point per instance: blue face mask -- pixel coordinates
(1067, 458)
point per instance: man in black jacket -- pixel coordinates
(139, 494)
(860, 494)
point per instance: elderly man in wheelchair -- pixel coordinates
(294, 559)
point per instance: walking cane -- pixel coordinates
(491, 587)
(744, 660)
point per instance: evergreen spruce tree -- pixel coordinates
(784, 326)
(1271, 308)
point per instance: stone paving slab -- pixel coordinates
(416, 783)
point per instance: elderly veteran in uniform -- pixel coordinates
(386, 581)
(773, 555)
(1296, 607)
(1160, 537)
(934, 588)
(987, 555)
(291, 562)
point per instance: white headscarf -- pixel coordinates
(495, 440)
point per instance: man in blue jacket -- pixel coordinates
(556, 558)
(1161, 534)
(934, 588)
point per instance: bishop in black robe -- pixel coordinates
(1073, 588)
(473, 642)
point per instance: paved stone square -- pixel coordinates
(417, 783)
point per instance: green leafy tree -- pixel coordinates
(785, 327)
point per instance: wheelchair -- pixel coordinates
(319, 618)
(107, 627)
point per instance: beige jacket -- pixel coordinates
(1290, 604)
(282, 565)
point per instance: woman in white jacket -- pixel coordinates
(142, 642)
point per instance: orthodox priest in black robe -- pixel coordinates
● ● ● ●
-- What is needed --
Reproduce every line of the material above, substituting "dark robe" for each occurrence of "black robe". Leave everything else unchanged.

-- Written reply --
point per instance: blue face mask -- pixel coordinates
(1067, 458)
point per instance: man in black jacket -- pixel coordinates
(139, 494)
(860, 494)
point per instance: elderly man in wheelchair -- pixel coordinates
(294, 559)
point per instance: walking cane -- pixel coordinates
(491, 587)
(744, 660)
point per instance: evergreen spruce tree -- pixel coordinates
(784, 326)
(1271, 308)
point per instance: stone paving slab -- pixel coordinates
(416, 783)
point per instance: elderly veteran in uniform -- pixel coordinates
(386, 581)
(773, 555)
(1296, 607)
(1160, 537)
(934, 588)
(987, 555)
(291, 562)
point per instance: white headscarf -- pixel coordinates
(495, 440)
point per instance: man in blue jacket -- pixel coordinates
(556, 558)
(1161, 534)
(934, 588)
point per instance: bishop in dark robe -- pixel coordinates
(1073, 588)
(473, 642)
point per instance: paved stone square -- pixel coordinates
(417, 783)
point per instance: green leafy tree -- pixel coordinates
(785, 327)
point per instance: wheelchair -- pixel coordinates
(319, 618)
(107, 627)
point per instance: beige jacket -- pixel coordinates
(1290, 604)
(282, 565)
point per instance: woman in white jacket -- pixel coordinates
(142, 642)
point per instance: orthodox priest in dark robe -- pixel coordinates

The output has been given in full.